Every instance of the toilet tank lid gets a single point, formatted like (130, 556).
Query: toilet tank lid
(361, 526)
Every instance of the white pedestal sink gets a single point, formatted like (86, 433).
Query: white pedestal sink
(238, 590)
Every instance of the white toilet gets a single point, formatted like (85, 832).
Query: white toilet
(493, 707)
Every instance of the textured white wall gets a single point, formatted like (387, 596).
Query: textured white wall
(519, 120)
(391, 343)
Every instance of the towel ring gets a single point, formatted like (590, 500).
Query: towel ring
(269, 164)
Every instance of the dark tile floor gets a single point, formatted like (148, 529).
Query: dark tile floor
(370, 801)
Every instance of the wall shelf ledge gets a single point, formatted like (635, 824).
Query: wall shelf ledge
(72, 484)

:::

#### Work instructions
Turn every line of the entries above into a numbered list, skipping any blank lines.

#### Worked solution
1. Every instance of the toilet tank lid gets a single point, formatted like (130, 556).
2. Query: toilet tank lid
3. (361, 526)
4. Every instance of the white pedestal sink gets a single point, formatted like (86, 433).
5. Query: white pedestal sink
6. (238, 590)
7. Every instance of the white toilet gets a single point, formatted like (85, 832).
8. Query: white toilet
9. (493, 707)
10. Every instance of the textured white wall gets a single point, formatted like (387, 596).
11. Query: textured white wall
12. (519, 120)
13. (391, 343)
14. Every instance of the towel ring gets a single point, formatted like (590, 500).
15. Query: towel ring
16. (269, 164)
17. Every instance of the dark tile floor gets a single point, formatted like (148, 529).
18. Query: dark tile floor
19. (370, 801)
20. Every instance of the wall shelf ledge gets a single point, formatted like (635, 824).
21. Query: wall shelf ledge
22. (72, 484)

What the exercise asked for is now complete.